Et parmi les chanteurs, je ne connaissais que Luigi De Donato, qui chante Clistene, mon père. Pour le reste du casting, je chante avec eux pour la toute première fois. Ce sont vraiment des chanteurs incroyables, qui font leur travail à un niveau d‘excellence. D’autant plus que nous faisons beaucoup de choses sur scène, c’est un spectacle très exigeant qui est physiquement éprouvant.

© Michael Sharkey
Dans l’histoire, le gymnase est situé aux Champs-Elysées. Et vous venez au Théâtre des Champs-Elysées presque chaque année.

Oui je viens chaque année, j’adore ce théâtre. C’est super de faire des opéras mais je fais aussi des concerts ici avec Il Pomo d’Oro, avec Il Giardino d’Amore, et avec d’autres groupes. C’est super de revenir ici et de se sentir à la maison. Toute l’équipe, l’administration, mais aussi tous les techniciens, tout le monde est tellement gentil et encourageant. C’est agréable de travailler dans un théâtre où vous pouvez sentir que tout le monde se soucie pour obtenir le meilleur.

- [Consigne donnée a] Recopie le texte en entier, sans y changer quoi que ce soit.
Les entrées n'ont aucun lien avec le texte.

- [Entrées de la tâche]
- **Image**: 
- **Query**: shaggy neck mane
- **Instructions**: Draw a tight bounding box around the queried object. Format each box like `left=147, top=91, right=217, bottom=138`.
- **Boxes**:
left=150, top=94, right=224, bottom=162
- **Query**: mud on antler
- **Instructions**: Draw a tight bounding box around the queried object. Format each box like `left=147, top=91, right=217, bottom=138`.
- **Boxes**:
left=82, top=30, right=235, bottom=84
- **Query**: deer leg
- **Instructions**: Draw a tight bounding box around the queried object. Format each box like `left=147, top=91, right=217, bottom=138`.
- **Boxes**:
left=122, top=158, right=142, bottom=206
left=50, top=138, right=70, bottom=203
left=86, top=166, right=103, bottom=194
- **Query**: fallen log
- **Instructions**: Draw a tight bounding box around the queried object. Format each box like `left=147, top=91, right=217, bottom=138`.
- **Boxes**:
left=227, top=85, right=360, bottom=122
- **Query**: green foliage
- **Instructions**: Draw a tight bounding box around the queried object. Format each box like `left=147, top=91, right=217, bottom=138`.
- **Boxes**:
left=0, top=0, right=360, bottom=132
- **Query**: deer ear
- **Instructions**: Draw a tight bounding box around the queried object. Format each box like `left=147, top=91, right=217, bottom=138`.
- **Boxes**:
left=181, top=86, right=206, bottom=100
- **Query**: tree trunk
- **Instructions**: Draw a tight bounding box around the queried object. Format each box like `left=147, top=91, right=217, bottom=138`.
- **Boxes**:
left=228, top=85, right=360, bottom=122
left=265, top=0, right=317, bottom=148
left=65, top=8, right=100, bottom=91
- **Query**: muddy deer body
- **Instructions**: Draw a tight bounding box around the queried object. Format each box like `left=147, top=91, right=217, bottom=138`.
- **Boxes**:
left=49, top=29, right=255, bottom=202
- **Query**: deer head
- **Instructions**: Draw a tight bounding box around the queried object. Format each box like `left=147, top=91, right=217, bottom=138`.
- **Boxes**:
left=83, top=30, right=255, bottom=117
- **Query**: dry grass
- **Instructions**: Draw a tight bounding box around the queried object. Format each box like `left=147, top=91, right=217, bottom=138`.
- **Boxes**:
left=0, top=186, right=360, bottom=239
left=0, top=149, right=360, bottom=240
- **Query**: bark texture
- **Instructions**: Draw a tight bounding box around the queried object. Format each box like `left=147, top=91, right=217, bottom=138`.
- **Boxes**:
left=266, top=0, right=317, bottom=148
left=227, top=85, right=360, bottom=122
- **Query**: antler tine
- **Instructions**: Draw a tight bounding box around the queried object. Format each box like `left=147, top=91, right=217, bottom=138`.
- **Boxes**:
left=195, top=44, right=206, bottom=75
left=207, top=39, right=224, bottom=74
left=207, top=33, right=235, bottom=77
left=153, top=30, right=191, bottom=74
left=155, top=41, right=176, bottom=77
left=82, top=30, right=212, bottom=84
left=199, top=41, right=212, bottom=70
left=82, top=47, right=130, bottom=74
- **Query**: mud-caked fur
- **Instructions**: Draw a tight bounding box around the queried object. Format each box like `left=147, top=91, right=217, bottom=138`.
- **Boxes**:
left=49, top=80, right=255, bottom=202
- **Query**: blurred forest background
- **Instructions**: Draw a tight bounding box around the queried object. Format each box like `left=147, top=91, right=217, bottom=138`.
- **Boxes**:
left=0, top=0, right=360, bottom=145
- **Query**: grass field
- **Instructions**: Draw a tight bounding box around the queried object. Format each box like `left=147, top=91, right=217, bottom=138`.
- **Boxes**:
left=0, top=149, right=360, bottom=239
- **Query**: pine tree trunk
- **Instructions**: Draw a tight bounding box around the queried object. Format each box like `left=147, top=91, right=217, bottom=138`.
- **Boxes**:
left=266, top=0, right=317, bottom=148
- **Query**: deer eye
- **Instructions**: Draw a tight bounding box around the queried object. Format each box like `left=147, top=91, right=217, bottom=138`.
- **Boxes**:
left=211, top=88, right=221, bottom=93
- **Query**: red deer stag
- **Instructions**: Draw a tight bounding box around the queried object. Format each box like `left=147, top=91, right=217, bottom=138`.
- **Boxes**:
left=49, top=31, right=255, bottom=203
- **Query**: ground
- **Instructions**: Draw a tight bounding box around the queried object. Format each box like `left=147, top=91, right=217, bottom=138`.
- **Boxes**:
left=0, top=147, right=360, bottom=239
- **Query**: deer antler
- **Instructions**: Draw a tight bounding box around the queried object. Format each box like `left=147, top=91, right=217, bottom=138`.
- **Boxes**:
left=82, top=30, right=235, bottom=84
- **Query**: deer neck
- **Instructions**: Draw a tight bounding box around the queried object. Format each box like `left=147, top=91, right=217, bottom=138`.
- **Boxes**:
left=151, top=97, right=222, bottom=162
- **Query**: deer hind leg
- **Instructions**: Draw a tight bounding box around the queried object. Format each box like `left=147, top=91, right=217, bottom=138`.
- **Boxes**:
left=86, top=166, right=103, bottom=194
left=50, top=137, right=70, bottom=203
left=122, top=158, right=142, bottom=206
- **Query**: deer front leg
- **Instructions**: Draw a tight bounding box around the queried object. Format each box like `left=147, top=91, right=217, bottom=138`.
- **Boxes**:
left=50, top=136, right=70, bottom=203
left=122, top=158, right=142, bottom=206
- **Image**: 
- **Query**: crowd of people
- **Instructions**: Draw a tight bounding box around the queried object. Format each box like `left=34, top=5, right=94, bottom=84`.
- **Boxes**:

- [Consigne donnée b] Reprends les entrées à partir de la ligne qui contient « - **Query**: bark texture » et arrête-toi après celle qui contient « left=211, top=88, right=221, bottom=93 ». Remplace « grass field » par « meadow » sans rien modifier d'autre.

- [Réponse rédigée a]
Et parmi les chanteurs, je ne connaissais que Luigi De Donato, qui chante Clistene, mon père. Pour le reste du casting, je chante avec eux pour la toute première fois. Ce sont vraiment des chanteurs incroyables, qui font leur travail à un niveau d‘excellence. D’autant plus que nous faisons beaucoup de choses sur scène, c’est un spectacle très exigeant qui est physiquement éprouvant.

© Michael Sharkey
Dans l’histoire, le gymnase est situé aux Champs-Elysées. Et vous venez au Théâtre des Champs-Elysées presque chaque année.

Oui je viens chaque année, j’adore ce théâtre. C’est super de faire des opéras mais je fais aussi des concerts ici avec Il Pomo d’Oro, avec Il Giardino d’Amore, et avec d’autres groupes. C’est super de revenir ici et de se sentir à la maison. Toute l’équipe, l’administration, mais aussi tous les techniciens, tout le monde est tellement gentil et encourageant. C’est agréable de travailler dans un théâtre où vous pouvez sentir que tout le monde se soucie pour obtenir le meilleur.

- [Réponse rédigée b]
- **Query**: bark texture
- **Instructions**: Draw a tight bounding box around the queried object. Format each box like `left=147, top=91, right=217, bottom=138`.
- **Boxes**:
left=266, top=0, right=317, bottom=148
left=227, top=85, right=360, bottom=122
- **Query**: antler tine
- **Instructions**: Draw a tight bounding box around the queried object. Format each box like `left=147, top=91, right=217, bottom=138`.
- **Boxes**:
left=195, top=44, right=206, bottom=75
left=207, top=39, right=224, bottom=74
left=207, top=33, right=235, bottom=77
left=153, top=30, right=191, bottom=74
left=155, top=41, right=176, bottom=77
left=82, top=30, right=212, bottom=84
left=199, top=41, right=212, bottom=70
left=82, top=47, right=130, bottom=74
- **Query**: mud-caked fur
- **Instructions**: Draw a tight bounding box around the queried object. Format each box like `left=147, top=91, right=217, bottom=138`.
- **Boxes**:
left=49, top=80, right=255, bottom=202
- **Query**: blurred forest background
- **Instructions**: Draw a tight bounding box around the queried object. Format each box like `left=147, top=91, right=217, bottom=138`.
- **Boxes**:
left=0, top=0, right=360, bottom=145
- **Query**: meadow
- **Instructions**: Draw a tight bounding box around the queried object. Format each box like `left=147, top=91, right=217, bottom=138`.
- **Boxes**:
left=0, top=149, right=360, bottom=239
- **Query**: pine tree trunk
- **Instructions**: Draw a tight bounding box around the queried object. Format each box like `left=147, top=91, right=217, bottom=138`.
- **Boxes**:
left=266, top=0, right=317, bottom=148
- **Query**: deer eye
- **Instructions**: Draw a tight bounding box around the queried object. Format each box like `left=147, top=91, right=217, bottom=138`.
- **Boxes**:
left=211, top=88, right=221, bottom=93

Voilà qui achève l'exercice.